• Tarefas propostas:
• a. Reproduza o trecho da apresentação do livro começando em "É um prazer" e seguindo até "províncias e estados.", substituindo "capitanias" por "regiões".
• b. Responda, com base na apresentação do livro:
(i) Em qual curso e universidade Gabriel Augusto de Mello Bittencourt foi aluno do autor?
(ii) Qual é o título do trabalho apresentado?
(iii) Em que volume e páginas está o capítulo "A Evolução política provincial"?

• Trecho da fonte:

******************************

Apresentação do Livro do Gabriel Bittencourt - Por José Honório Rodrigues
O professor Gabriel Augusto de Mello Bittencourt foi meu aluno no Mestrado de História da Universidade Federal Fluminense, e, entre os muitos bons alunos que lá tive, ele se distinguiu pela paixão por saber mais, pelo entusiasmo com que se dedicava às tarefas, pela inteligência aguda nos debates, pela seriedade com que encarava os problemas da pesquisa histórica.
É um prazer apresentar este seu trabalho Alguns Aspectos da Independência no Espírito Santo, no qual traz uma significativa contribuição ao estudo da Independência nas antigas capitanias, depois províncias e estados.
Quando escrevi a minha Independência: Revolução e Contra Revolução (Francisco Alves, 1976, 5 vols.), fiz um capítulo especial sobre "A Evolução política provincial" (1° vol., p. 301-336), no qual só estudei a relação da política provincial com a nacional e não a história da Independência em cada província. Achava, em primeiro lugar, que esta tarefa cabia aos estudiosos estaduais, e em segundo lugar ser-me-ia difícil encarar o problema pela deficiência bibliográfica.
A bibliografia provincial sobre a independência em cada província é reduzida e pouco cuidada. Este trabalho contribui e muito bem para o esclarecimento da Independência no Espírito Santo.

******************************

• Dados fornecidos:

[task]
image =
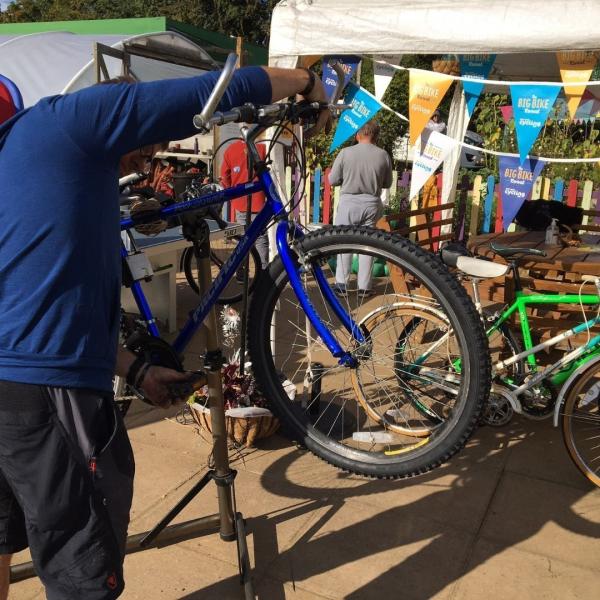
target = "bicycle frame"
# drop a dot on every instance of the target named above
(273, 208)
(570, 361)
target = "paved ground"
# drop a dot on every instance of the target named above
(509, 517)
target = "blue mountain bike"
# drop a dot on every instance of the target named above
(328, 360)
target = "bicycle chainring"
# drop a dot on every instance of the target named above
(538, 403)
(154, 350)
(497, 411)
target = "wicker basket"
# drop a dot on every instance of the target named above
(244, 425)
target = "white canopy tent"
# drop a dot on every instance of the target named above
(524, 34)
(43, 64)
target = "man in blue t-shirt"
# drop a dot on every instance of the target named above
(66, 467)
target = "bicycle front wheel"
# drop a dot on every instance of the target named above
(387, 417)
(581, 422)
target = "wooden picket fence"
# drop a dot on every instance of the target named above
(477, 208)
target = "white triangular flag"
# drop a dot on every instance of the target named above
(383, 73)
(431, 149)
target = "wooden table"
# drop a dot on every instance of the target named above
(582, 260)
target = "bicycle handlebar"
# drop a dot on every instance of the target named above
(251, 113)
(202, 119)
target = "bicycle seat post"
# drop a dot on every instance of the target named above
(198, 232)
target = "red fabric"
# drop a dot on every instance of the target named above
(7, 107)
(234, 170)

******************************

• Respostas completas:
• a.
É um prazer apresentar este seu trabalho Alguns Aspectos da Independência no Espírito Santo, no qual traz uma significativa contribuição ao estudo da Independência nas antigas regiões, depois províncias e estados.

• b.
(i) No Mestrado de História da Universidade Federal Fluminense.
(ii) Alguns Aspectos da Independência no Espírito Santo.
(iii) No 1° volume, páginas 301 a 336.